── Source text
1. The “Supernatural” Saguaro (See Chapter 19)

19
THE “SUPERNATURAL” SAGUARO

The reality we experience is but a glimmer of the reality that is.

—Brian Greene, The Fabric of the Cosmos (p12)

 

On this page is the entire short chapter THE “SUPERNATURAL” SAGUARO.
To start reading where I discuss Beethoven's Ninth Symphony, scroll to the first dotted line.

If continuing from YouTube scroll to the second dotted line.

 

Another year we were all set to leave for Cabeza in the last week of March—any later and we risk serious heat—when the truck thoughtfully, just before we left rather than in the heart of Cabeza or perhaps worse, i.e. central Indiana, advised us (as mentioned previously) that, at 202,000 miles a new clutch was required. This was the only time I have ever let it see a mechanic, and it proved a great tragicomic error. So we departed two weeks late, $2000 poorer, and hoping for the best . . . as record heat in the 90s had already gripped the area. But we needn’t have worried, at least not in New Mexico. Originally we had planned to backpack overnight in White Sands National Monument; a dozen years earlier we’d spent a dramatic afternoon there awed by the rushing clouds, the ever-changing light, and the supernally pure windswept sand. But this year was a bit too dramatic for us sissies. Snow at higher elevations, thunderstorms and driven rain alternating with blinding sun at the dunes . . . and we chose to press on, knowing we’d arrive quite late in Cabeza.
    So it was almost midnight when we left the pavement at Tacna and I took over the driving from Anne. Here in Arizona it was mild, calm, and a full moon illuminated the whole desert with a magical sheen. We headed in and sure enough, within five minutes there was a dazzling pair of headlights in the mirror. Anne pulled out our permits and I said, “Howdy” to Mr. Border Patrol, who advised us that since only smugglers and aliens were out here at this hour, driving at night was prohibited. Refraining from commenting on the tautological aspect of this I apologized, noting that somehow I’d missed that in the regulations (I still can’t find it written down), and then inquired if we might continue to our projected campsite. He kindly assented.
────
◆ **Aim**
Using the saguaro chapter, answer each question in a few words.
(a) At what mileage did the truck need a new clutch?
(b) How many weeks late did the departure for Cabeza end up being?
(c) At what place did the driving pass from Anne to the writer?
None of the entries is needed to complete the work on this page.
── Extracted records
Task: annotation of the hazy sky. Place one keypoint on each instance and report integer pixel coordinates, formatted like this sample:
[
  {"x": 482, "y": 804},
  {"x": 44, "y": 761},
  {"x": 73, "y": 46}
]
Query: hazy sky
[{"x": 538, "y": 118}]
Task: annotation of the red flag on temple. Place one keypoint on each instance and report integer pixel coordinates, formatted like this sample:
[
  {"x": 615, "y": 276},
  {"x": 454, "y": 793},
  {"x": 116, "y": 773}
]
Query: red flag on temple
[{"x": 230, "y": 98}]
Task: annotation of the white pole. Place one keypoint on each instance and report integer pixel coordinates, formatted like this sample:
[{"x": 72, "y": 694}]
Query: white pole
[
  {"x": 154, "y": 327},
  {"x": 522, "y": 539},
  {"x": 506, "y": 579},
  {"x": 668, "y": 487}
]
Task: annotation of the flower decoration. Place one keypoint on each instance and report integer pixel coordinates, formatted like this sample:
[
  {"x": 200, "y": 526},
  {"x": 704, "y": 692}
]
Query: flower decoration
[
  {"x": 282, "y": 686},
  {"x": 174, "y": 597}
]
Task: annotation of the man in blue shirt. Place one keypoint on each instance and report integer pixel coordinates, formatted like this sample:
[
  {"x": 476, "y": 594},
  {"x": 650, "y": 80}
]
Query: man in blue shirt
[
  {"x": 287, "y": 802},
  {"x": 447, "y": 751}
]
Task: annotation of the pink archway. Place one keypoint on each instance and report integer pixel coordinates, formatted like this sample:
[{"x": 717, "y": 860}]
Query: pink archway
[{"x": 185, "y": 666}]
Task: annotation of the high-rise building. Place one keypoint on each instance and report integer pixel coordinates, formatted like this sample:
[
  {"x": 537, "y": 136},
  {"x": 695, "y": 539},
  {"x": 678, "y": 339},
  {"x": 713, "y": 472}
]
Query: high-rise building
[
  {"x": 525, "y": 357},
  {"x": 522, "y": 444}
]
────
◆ **Reply**
(a) 202,000 miles
(b) Two weeks
(c) Tacna, on leaving the pavement